━━ Records supplied ━━
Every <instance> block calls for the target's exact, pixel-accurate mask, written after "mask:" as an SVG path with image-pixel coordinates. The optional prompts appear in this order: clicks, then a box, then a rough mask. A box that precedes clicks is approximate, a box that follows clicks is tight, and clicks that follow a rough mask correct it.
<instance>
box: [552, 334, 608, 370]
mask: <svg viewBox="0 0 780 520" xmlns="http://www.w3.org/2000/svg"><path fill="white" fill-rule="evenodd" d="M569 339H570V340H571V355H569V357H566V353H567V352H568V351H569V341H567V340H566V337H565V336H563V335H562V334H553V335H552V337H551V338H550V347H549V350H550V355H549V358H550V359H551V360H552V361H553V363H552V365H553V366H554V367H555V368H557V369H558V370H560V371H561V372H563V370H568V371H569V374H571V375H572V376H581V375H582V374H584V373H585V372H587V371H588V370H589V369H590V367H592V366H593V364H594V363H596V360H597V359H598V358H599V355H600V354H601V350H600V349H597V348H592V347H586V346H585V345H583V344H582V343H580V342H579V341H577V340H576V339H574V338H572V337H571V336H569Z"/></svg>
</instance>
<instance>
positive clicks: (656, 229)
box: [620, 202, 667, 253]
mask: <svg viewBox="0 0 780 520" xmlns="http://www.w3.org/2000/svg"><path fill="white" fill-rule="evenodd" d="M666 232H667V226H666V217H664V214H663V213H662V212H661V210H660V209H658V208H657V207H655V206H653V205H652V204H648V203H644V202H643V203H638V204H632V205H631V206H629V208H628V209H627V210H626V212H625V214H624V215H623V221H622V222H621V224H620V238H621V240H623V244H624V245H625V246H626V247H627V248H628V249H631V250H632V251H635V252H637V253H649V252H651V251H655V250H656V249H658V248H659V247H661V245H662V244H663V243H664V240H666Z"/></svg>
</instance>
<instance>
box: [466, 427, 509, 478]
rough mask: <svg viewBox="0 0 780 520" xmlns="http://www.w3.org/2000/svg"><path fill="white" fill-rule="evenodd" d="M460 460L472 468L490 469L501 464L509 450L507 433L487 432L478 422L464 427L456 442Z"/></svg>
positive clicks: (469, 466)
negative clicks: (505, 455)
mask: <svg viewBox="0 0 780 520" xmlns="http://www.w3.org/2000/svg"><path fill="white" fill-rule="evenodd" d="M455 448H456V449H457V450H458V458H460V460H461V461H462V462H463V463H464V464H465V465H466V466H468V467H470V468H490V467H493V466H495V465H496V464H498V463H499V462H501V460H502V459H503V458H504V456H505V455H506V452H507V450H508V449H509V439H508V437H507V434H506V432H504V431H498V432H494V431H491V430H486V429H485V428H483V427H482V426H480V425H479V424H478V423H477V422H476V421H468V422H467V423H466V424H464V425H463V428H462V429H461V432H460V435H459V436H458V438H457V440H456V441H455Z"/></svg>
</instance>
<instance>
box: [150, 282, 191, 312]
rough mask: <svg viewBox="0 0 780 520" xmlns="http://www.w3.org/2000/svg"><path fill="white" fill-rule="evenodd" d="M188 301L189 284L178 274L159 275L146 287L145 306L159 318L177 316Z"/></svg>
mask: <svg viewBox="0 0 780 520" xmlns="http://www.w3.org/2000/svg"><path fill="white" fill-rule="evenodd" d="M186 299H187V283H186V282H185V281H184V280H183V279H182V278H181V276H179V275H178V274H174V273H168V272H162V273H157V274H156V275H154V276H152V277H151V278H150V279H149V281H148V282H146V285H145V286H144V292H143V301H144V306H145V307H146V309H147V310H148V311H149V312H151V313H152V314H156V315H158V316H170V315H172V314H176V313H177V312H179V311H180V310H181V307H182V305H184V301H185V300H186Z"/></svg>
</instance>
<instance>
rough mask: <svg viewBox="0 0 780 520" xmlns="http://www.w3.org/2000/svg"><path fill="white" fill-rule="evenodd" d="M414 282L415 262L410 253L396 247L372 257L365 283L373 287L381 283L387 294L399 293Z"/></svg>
━━━
Prompt:
Lay out the lines from the one holding "negative clicks: (505, 455)" through the last line, both included, as a Markdown table with the columns Row and Line. Number the rows from 1 and omit blank lines.

Task solution:
| Row | Line |
|---|---|
| 1 | negative clicks: (505, 455) |
| 2 | mask: <svg viewBox="0 0 780 520" xmlns="http://www.w3.org/2000/svg"><path fill="white" fill-rule="evenodd" d="M455 448H456V449H457V450H458V458H460V460H461V461H462V462H463V463H464V464H465V465H466V466H468V467H470V468H490V467H493V466H495V465H496V464H498V463H499V462H501V460H502V459H503V458H504V456H505V455H506V452H507V450H508V449H509V439H508V437H507V434H506V432H504V431H498V432H494V431H491V430H486V429H485V428H483V427H482V426H480V425H479V424H478V423H477V422H476V421H468V422H467V423H466V424H464V425H463V428H462V429H461V432H460V435H459V436H458V438H457V440H456V441H455Z"/></svg> |
| 3 | </instance> |
| 4 | <instance> |
| 5 | box: [150, 282, 191, 312] |
| 6 | rough mask: <svg viewBox="0 0 780 520" xmlns="http://www.w3.org/2000/svg"><path fill="white" fill-rule="evenodd" d="M188 301L189 284L178 274L159 275L146 287L145 306L159 318L177 316Z"/></svg> |
| 7 | mask: <svg viewBox="0 0 780 520" xmlns="http://www.w3.org/2000/svg"><path fill="white" fill-rule="evenodd" d="M186 299H187V283H186V282H185V281H184V280H183V279H182V278H181V276H179V275H178V274H174V273H168V272H162V273H157V274H156V275H154V276H152V277H151V278H150V279H149V281H148V282H146V285H145V286H144V292H143V301H144V306H145V307H146V309H147V310H148V311H149V312H151V313H152V314H156V315H158V316H170V315H172V314H176V313H177V312H179V311H180V310H181V307H182V305H184V301H185V300H186Z"/></svg> |
| 8 | </instance> |
| 9 | <instance> |
| 10 | rough mask: <svg viewBox="0 0 780 520" xmlns="http://www.w3.org/2000/svg"><path fill="white" fill-rule="evenodd" d="M414 282L415 262L410 253L396 247L372 257L365 283L373 287L381 283L387 294L399 293Z"/></svg> |